## Page text
__________

Exceptional piece of new writing and a gloriously funny play.

The Speed Twins

An older woman, Queenie (Polly Hemingway) stumbles into legendary and long-since closed lesbian haunt The Gateways Club (made famous in the movie The Killing of Sister George), which is deserted save for Ollie (Amanda Boxer), asleep at the bar and dressed as Charlie Chaplin.

The only rational explanation seems to be that Queenie has died and gone to heaven. Well, she had been ill… But then again why would a conservative Catholic who shunned her gay daughter spend eternity in celestial lesbian paradise? The arrival of young woman Shirley (Mia Mackie) the secret love of Queenie’s life, suggests they’re more likely to be in purgatory. Over an evening of excessive drinking and self-discovery, the three women are forced to confront their pasts in order to make peace with each other, and more importantly, with themselves.

The Speed Twins is a new play by Maureen Chadwick (Bad Girls, Footballers’ Wives) and you can catch it at Studio 3 of the Riverside Studios throughout September.

The premise is a brilliant one, and it neatly poises a drama that intelligently ekes out an examination of human love and friendship that is always entertaining and always truthful. The biggest selling point of The Speed Twins is that it’s killingly funny – I haven’t laughed this much in the theatre for ages. Its humour is couched in beautifully observed characters, and you may well end up misty-eyed by the conclusion of this often bittersweet play.

__________

## Data provided

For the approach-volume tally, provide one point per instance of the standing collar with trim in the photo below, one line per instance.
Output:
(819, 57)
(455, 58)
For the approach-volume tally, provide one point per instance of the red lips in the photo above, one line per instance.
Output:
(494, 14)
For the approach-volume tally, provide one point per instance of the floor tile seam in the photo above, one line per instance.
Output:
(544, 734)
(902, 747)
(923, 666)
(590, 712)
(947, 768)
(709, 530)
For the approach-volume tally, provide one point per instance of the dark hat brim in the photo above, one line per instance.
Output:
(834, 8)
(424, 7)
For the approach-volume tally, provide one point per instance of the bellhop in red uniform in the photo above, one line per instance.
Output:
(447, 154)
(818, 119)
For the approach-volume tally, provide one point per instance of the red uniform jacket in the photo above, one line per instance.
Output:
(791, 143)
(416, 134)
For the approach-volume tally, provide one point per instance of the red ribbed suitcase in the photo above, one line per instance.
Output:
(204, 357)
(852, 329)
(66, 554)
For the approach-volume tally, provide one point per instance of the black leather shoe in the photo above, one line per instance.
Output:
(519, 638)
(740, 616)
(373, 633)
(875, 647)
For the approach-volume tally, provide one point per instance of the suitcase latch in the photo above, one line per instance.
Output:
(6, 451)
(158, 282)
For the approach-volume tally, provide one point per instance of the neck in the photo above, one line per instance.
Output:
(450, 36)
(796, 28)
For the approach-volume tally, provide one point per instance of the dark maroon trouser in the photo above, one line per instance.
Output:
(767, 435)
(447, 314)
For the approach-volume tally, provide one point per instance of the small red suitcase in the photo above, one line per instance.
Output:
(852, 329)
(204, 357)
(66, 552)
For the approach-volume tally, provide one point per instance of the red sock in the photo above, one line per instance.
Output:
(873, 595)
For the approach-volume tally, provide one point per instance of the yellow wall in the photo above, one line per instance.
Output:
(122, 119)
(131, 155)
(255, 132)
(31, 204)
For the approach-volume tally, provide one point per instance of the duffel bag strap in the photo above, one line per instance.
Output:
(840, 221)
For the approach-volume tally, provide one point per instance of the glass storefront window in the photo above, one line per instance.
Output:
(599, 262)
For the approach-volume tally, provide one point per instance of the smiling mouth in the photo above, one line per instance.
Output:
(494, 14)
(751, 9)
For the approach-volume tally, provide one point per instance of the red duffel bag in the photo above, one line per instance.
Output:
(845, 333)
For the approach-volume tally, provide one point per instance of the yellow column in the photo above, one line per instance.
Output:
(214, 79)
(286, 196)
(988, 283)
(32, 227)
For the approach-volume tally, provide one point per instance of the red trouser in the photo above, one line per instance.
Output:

__________

## Written exercise A
According to the review of The Speed Twins, where and when can the play be seen?
## Written exercise B
Summarize the review of The Speed Twins in two sentences.
## Written exercise C
List every character named in the review of The Speed Twins, along with the actor the review gives for each.

## Correct result A
At Studio 3 of the Riverside Studios throughout September.

## Correct result B
Maureen Chadwick's new play The Speed Twins, running at Studio 3 of the Riverside Studios throughout September, brings three women together in the long-closed Gateways Club, which seems to be heaven or more likely purgatory, where over an evening of heavy drinking they confront their pasts. The reviewer calls the premise brilliant and the play truthful, killingly funny and full of beautifully observed characters, and says its bittersweet conclusion may leave viewers misty-eyed.

## Correct result C
- Queenie: Polly Hemingway
- Ollie: Amanda Boxer
- Shirley: Mia Mackie